START EXTRACTED DATA

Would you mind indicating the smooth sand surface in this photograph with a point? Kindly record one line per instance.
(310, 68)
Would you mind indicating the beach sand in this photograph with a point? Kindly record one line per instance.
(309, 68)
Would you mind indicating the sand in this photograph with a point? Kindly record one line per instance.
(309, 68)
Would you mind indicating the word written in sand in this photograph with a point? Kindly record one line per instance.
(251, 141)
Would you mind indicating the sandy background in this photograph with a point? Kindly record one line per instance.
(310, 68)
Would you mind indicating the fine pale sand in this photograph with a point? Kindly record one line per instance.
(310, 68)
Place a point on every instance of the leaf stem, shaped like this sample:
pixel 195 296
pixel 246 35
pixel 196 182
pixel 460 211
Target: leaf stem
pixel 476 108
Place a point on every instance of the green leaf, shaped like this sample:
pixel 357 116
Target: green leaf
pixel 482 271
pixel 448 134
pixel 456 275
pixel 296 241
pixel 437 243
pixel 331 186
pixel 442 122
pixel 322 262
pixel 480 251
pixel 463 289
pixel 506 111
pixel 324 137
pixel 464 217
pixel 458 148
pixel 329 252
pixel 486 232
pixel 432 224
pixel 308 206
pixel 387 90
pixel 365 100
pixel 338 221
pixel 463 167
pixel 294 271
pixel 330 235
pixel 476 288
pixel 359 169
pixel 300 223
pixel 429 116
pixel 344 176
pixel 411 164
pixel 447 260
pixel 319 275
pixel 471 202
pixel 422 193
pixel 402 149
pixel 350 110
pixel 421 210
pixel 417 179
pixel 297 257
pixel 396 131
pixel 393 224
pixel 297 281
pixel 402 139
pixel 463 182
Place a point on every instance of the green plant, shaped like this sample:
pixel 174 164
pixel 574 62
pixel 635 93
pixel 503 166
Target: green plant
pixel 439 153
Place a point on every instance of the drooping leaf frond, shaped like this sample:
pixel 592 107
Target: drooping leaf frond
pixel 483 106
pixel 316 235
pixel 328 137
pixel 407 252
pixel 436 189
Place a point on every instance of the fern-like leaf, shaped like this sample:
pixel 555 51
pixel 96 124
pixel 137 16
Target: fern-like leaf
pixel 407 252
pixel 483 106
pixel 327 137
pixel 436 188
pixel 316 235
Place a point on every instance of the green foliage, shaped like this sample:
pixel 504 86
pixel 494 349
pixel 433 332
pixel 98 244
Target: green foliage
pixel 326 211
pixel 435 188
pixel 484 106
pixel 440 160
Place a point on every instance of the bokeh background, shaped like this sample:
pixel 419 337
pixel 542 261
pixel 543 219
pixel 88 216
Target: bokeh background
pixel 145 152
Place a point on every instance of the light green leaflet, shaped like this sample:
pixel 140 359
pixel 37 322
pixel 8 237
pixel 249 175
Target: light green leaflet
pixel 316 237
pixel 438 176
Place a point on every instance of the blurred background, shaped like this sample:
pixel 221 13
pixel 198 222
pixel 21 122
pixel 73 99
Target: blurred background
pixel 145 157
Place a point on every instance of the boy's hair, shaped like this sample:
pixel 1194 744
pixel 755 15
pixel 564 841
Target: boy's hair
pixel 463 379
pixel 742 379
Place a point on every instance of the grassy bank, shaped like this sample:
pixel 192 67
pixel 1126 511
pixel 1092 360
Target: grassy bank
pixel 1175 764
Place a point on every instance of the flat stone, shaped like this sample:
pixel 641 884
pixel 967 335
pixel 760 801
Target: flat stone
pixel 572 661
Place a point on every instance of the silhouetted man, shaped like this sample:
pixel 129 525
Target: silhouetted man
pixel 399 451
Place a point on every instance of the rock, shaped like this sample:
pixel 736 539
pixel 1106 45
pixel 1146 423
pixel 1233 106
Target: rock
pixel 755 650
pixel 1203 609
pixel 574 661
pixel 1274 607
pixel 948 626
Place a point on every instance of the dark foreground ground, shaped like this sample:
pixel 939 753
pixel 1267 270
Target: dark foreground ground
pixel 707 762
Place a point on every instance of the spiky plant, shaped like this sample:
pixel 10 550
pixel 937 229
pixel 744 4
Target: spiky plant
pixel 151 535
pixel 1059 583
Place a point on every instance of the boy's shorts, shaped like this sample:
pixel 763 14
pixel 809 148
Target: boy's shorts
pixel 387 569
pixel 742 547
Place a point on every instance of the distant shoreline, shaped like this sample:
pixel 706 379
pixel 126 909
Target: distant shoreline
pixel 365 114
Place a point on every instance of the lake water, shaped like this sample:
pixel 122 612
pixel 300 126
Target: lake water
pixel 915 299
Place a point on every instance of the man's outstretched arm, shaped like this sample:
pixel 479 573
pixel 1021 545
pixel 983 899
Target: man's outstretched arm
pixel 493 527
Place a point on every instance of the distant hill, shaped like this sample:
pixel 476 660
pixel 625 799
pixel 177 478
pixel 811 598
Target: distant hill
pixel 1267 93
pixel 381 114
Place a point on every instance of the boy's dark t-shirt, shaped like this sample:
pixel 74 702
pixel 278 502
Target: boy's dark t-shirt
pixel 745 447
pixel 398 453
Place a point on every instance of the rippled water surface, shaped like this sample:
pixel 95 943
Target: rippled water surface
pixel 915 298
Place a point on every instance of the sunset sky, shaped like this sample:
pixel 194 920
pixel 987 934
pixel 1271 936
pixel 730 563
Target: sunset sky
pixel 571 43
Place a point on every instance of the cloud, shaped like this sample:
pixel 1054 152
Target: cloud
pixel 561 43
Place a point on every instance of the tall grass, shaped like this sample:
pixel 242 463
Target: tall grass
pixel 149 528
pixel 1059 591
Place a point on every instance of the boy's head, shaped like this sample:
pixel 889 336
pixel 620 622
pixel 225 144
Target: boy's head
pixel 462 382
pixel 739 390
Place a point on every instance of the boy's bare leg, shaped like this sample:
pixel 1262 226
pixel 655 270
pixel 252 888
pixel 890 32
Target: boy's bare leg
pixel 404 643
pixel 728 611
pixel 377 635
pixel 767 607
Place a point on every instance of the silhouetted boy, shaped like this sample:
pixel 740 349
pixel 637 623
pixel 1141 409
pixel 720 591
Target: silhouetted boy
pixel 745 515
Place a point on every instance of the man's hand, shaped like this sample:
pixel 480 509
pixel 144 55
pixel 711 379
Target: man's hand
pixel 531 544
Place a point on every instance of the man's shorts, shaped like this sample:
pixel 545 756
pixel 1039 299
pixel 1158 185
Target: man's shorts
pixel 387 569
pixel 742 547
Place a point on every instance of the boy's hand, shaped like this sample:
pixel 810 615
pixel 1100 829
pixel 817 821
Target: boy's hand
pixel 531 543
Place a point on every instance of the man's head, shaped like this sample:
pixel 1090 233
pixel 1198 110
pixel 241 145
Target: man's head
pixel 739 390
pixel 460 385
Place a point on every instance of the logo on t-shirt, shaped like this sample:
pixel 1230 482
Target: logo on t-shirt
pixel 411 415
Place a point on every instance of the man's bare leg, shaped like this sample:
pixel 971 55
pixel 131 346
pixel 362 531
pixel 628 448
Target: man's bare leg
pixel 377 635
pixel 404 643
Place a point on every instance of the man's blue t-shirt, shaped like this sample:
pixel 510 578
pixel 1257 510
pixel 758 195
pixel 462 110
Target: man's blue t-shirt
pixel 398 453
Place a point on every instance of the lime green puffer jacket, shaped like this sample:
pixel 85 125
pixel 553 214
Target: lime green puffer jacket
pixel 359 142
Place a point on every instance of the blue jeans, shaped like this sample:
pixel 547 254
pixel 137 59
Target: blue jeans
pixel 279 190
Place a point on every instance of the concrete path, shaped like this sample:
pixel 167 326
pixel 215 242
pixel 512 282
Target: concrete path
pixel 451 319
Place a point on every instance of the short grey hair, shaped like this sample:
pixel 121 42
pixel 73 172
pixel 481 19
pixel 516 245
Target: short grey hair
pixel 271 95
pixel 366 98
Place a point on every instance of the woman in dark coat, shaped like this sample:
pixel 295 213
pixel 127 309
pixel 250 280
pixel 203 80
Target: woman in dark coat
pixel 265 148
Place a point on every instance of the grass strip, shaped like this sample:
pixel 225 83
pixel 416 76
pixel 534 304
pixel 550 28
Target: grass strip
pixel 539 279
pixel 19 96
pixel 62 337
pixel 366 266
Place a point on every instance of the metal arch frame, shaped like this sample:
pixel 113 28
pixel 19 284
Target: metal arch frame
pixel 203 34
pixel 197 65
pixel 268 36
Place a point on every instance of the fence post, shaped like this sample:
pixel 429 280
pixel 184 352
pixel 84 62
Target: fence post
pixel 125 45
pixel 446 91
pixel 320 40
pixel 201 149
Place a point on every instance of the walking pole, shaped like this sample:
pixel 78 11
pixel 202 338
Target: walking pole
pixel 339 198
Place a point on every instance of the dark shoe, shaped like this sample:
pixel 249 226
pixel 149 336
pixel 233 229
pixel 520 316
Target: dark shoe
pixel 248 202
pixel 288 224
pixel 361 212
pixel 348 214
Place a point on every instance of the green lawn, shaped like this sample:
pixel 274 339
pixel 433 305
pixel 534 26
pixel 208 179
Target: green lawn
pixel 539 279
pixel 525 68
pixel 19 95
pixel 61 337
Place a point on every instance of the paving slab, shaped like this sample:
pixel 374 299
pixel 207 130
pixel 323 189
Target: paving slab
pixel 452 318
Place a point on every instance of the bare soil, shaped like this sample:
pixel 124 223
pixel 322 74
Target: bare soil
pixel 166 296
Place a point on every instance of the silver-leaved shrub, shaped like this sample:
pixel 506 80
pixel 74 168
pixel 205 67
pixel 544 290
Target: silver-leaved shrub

END EXTRACTED DATA

## WHAT YOU NEED TO DO
Rewrite the lines starting with the one containing "Place a point on every instance of the rippled" and going on through the one containing "pixel 561 43", swapping "sunset sky" for "evening sky" and leaving all else unchanged.

## OUTPUT FOR THIS EXERCISE
Place a point on every instance of the rippled water surface, shaped like this sample:
pixel 95 943
Target: rippled water surface
pixel 915 298
Place a point on every instance of the evening sky, shaped like this sample:
pixel 194 920
pixel 987 934
pixel 1271 936
pixel 730 563
Target: evening sky
pixel 571 43
Place a point on every instance of the cloud, shaped like this sample:
pixel 1054 152
Target: cloud
pixel 561 43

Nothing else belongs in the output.